ABOUT THIS EXERCISE :: Beginning at the line that contains "- Label: metal pipe", write out every line down to the end of the records, with both ends kept and nothing added.

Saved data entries
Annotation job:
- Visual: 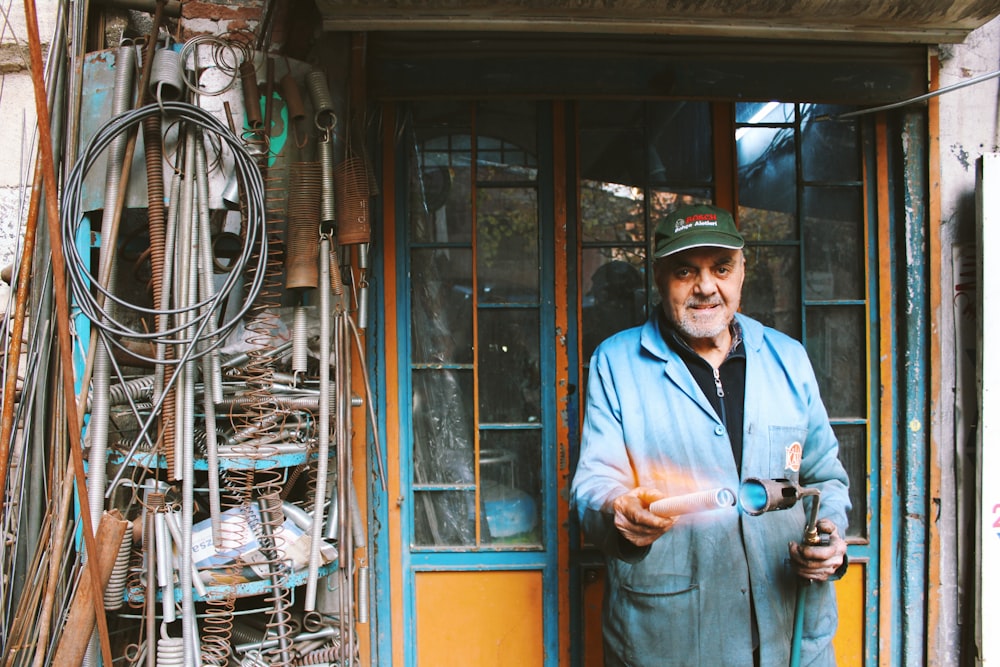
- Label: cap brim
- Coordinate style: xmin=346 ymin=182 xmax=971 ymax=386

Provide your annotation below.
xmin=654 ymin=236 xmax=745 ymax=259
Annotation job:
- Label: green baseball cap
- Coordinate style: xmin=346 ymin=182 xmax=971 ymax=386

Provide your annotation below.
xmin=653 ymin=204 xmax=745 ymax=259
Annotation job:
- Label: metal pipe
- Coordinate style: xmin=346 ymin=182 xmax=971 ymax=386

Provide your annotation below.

ANSWER TO THE EXERCISE ::
- Label: metal pipe
- Coordinate style: xmin=346 ymin=182 xmax=971 ymax=386

Provide your annotation below.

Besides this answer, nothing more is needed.